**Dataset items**
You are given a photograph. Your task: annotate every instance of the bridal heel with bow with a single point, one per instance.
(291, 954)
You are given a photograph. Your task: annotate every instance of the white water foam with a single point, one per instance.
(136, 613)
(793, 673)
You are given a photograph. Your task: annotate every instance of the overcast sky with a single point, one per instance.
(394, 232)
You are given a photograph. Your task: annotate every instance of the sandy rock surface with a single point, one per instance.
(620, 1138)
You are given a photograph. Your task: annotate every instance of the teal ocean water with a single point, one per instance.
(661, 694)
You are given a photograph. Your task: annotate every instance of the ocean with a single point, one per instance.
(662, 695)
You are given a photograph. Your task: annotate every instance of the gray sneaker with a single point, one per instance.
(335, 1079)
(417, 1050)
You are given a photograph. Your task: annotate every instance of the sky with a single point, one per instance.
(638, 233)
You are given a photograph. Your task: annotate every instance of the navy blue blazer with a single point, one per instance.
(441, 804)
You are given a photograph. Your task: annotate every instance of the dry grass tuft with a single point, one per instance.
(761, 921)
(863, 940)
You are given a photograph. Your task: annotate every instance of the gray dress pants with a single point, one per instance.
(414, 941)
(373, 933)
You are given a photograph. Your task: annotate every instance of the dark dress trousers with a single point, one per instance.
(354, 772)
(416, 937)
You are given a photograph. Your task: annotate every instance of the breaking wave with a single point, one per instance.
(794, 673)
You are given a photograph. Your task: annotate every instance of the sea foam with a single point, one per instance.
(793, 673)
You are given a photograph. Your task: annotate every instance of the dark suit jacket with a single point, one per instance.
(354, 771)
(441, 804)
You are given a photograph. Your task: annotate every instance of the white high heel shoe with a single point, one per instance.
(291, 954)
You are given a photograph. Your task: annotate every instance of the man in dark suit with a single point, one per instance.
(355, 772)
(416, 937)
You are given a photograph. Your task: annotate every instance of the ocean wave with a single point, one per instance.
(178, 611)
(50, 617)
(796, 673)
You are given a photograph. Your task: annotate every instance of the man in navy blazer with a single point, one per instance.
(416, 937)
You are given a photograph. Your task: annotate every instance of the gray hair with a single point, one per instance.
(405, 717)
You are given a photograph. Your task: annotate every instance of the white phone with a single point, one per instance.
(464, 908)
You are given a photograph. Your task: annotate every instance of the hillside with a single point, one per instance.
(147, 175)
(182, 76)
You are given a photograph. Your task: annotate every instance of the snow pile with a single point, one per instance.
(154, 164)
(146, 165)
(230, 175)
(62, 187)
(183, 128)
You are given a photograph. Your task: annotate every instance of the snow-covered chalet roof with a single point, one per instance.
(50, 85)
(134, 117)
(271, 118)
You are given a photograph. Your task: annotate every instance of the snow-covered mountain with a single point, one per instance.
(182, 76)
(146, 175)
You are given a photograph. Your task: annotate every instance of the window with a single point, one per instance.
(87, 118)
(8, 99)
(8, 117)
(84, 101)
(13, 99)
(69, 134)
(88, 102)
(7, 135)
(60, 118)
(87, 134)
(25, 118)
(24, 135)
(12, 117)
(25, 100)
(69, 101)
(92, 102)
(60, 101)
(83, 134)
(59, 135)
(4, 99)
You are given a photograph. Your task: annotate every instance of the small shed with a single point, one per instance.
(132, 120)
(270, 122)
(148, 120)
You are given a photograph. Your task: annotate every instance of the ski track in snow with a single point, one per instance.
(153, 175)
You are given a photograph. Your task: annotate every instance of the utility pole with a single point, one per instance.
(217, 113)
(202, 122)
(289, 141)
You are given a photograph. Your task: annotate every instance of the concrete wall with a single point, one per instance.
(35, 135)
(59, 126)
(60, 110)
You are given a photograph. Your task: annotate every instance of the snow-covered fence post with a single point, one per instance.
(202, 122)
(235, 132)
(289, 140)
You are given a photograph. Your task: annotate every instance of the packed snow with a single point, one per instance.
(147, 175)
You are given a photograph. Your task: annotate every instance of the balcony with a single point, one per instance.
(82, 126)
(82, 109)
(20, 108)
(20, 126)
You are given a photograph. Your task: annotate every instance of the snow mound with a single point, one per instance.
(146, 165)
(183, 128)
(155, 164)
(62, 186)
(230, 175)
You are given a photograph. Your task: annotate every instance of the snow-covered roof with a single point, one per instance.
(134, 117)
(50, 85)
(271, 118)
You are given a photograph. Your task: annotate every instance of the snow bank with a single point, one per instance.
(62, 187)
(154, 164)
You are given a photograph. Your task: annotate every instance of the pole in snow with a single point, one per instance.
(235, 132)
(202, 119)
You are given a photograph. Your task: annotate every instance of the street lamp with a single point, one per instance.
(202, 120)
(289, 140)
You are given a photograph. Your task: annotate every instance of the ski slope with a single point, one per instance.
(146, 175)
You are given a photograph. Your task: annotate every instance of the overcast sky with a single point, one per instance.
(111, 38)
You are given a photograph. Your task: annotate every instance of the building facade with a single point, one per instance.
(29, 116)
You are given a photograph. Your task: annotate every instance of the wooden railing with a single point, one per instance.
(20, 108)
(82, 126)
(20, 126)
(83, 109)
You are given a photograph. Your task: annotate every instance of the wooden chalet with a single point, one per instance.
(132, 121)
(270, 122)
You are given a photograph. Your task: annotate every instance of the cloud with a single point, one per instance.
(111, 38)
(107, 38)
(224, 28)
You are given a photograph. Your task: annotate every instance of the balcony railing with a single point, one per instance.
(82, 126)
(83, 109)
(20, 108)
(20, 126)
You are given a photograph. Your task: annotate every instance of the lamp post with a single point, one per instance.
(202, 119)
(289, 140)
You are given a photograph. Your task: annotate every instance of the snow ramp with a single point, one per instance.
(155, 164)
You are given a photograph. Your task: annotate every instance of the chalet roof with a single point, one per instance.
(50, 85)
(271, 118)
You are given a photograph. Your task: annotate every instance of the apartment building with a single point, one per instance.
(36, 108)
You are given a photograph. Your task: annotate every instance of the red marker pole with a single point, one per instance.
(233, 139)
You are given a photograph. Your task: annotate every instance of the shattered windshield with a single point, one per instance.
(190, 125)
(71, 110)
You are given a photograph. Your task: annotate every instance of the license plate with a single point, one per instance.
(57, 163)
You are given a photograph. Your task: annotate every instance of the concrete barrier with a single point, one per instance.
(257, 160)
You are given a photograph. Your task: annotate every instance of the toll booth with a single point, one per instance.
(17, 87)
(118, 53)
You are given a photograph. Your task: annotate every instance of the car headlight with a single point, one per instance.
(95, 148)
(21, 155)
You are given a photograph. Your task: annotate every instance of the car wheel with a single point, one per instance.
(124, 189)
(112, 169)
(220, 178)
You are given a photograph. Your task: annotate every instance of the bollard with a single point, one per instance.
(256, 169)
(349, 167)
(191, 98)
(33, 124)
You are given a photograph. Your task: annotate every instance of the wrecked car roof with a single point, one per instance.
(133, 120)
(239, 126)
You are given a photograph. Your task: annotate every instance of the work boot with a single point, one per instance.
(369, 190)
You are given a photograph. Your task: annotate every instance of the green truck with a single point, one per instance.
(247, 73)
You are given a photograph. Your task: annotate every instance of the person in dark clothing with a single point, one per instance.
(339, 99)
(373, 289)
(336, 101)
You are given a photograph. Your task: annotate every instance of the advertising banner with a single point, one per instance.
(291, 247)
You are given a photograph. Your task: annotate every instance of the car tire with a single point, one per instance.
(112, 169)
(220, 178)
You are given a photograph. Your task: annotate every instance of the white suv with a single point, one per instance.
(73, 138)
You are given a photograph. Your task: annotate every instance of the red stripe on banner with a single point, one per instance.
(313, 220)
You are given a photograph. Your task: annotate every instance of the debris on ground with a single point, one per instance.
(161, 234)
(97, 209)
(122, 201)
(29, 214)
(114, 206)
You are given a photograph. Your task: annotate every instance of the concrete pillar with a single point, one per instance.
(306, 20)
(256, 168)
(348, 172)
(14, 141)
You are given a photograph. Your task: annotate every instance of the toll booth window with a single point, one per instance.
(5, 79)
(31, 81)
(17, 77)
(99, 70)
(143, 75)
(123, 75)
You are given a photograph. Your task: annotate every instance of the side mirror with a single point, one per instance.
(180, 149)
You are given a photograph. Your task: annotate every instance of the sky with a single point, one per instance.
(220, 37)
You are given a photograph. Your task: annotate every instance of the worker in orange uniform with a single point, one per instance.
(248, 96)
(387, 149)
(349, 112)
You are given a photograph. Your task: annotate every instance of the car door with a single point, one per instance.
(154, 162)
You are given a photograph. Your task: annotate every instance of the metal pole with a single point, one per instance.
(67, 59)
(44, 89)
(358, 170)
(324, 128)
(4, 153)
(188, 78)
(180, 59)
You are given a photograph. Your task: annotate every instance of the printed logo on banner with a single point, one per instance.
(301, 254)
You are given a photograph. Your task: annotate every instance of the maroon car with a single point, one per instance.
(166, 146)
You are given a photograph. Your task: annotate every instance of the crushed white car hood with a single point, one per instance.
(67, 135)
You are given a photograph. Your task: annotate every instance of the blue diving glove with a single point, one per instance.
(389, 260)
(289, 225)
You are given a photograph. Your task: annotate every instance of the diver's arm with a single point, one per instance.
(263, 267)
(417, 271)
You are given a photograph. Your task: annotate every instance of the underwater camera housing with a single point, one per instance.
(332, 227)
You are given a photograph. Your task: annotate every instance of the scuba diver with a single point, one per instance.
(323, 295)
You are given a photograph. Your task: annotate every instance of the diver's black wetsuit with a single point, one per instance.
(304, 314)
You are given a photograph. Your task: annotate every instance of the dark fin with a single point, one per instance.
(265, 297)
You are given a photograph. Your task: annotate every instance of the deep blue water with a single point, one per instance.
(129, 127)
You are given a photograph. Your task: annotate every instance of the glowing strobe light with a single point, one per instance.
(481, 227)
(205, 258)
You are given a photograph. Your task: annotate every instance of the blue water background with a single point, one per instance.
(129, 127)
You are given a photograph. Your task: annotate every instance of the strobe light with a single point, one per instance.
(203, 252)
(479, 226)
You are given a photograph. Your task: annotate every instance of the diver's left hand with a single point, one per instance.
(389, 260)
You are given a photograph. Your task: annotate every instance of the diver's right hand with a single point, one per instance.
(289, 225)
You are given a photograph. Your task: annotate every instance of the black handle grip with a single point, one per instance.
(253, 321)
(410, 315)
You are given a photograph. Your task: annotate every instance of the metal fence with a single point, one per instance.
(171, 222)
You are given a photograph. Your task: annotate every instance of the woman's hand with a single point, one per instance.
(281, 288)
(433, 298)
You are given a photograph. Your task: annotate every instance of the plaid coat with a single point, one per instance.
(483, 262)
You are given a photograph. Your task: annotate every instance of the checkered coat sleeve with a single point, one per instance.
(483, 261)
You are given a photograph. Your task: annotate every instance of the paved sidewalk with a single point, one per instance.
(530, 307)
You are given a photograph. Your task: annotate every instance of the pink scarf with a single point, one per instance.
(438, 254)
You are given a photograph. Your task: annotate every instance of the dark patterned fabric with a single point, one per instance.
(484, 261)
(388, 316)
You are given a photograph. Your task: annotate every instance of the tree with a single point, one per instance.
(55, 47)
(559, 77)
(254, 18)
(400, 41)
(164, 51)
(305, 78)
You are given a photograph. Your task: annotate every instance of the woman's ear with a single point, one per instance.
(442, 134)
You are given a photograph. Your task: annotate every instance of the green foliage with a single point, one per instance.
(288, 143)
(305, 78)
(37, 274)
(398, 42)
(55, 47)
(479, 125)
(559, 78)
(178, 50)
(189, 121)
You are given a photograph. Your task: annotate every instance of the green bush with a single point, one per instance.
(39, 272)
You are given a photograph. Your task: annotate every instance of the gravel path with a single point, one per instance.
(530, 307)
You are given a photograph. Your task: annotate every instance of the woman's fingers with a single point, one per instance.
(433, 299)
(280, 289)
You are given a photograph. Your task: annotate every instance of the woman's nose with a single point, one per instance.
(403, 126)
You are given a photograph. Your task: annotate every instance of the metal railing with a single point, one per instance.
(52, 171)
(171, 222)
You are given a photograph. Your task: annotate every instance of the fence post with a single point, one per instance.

**EXERCISE BRIEF**
Starting at the line that contains "the metal railing" and continuing through the last of the items, rewrite those lines with each "photograph" changed to "image" and nothing else altered.

**ANSWER FOR THE TASK**
You are given a image. Your task: annotate every instance of the metal railing with a single point, one per instance.
(52, 171)
(171, 222)
You are given a image. Your task: annotate every instance of the fence post with a single point, one per instance.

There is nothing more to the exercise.